Information provided:
>> Start

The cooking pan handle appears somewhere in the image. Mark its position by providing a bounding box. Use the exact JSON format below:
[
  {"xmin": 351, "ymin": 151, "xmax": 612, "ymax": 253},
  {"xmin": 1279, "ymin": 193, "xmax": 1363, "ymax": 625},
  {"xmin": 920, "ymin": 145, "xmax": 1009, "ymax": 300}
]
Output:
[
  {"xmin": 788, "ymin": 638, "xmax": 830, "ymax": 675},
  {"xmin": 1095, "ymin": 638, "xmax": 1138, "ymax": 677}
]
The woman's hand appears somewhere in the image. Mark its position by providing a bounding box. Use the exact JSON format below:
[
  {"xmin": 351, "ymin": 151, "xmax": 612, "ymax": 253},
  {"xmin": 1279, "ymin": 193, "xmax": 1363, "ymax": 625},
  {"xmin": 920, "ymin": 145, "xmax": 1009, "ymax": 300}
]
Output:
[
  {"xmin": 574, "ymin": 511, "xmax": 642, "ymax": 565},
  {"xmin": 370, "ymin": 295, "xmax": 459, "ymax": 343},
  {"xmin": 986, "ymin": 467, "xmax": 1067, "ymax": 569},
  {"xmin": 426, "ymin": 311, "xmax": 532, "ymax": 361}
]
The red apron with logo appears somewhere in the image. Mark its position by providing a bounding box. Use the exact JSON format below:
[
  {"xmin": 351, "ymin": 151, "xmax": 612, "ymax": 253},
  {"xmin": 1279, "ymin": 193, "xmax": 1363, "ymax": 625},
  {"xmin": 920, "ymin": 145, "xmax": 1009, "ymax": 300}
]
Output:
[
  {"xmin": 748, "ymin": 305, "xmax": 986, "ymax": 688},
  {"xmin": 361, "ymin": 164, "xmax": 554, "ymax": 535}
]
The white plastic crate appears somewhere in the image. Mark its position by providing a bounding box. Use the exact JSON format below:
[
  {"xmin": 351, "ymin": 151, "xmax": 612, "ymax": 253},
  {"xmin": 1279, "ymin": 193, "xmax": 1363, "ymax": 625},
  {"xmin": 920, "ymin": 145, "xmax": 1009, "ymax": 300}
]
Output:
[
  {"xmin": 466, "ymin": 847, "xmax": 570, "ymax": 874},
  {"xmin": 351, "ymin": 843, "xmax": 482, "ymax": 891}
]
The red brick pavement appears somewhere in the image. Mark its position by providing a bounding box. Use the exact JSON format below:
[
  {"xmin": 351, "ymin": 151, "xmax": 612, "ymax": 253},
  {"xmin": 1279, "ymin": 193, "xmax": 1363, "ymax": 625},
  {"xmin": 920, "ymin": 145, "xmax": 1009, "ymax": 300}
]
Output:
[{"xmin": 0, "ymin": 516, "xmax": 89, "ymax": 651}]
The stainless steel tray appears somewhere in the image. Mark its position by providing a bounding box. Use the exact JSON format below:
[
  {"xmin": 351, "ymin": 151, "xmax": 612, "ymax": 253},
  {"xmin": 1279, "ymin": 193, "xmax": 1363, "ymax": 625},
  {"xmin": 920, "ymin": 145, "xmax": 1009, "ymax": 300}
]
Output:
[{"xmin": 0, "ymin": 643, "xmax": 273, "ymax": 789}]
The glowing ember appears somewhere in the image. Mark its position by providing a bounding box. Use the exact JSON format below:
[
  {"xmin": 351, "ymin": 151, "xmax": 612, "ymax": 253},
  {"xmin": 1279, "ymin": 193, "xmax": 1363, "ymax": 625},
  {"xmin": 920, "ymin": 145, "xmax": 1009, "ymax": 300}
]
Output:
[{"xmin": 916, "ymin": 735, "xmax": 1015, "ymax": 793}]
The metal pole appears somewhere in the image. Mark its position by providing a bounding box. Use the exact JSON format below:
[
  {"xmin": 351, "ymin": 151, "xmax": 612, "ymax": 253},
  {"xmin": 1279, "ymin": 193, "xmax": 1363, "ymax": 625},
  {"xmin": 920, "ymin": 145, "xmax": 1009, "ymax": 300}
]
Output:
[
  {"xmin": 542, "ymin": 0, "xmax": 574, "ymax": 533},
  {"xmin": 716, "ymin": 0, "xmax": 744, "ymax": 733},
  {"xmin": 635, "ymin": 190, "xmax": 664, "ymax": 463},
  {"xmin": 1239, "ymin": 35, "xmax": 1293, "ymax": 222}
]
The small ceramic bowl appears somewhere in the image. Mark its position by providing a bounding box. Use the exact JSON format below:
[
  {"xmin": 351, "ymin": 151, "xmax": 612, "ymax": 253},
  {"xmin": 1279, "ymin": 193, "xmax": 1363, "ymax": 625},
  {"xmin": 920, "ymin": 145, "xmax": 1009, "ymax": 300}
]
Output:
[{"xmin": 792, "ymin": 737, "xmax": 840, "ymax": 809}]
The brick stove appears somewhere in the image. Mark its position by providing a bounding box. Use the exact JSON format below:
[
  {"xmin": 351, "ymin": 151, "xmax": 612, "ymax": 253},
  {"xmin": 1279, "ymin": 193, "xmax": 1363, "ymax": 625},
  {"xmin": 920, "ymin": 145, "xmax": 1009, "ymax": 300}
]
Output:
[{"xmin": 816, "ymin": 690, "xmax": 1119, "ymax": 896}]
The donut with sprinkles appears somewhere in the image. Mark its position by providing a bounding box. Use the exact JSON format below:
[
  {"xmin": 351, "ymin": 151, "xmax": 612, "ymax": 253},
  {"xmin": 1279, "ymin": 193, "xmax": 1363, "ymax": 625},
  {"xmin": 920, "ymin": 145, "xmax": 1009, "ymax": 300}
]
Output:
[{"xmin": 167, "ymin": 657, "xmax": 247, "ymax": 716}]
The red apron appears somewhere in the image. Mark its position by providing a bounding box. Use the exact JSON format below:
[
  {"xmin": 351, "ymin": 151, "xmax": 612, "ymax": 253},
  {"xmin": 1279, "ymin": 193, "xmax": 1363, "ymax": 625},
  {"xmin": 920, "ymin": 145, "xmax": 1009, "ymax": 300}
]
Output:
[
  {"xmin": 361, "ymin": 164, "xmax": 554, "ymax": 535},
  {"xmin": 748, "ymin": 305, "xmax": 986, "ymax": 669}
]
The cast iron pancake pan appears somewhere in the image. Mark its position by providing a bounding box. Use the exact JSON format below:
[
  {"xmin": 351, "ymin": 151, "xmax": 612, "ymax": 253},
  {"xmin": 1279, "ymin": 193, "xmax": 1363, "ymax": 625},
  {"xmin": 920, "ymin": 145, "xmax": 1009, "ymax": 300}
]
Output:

>> End

The task: Pick out every line in the items above that contains the string "brick", and copy each of those lines in full.

Answer to the exercise:
The red brick pavement appears somewhere in the image. Mark its position by providing a bounding box. Use the exact JSON format below:
The brick stove appears somewhere in the image. Mark its position by providing a bounding box. Use the exact JSON format below:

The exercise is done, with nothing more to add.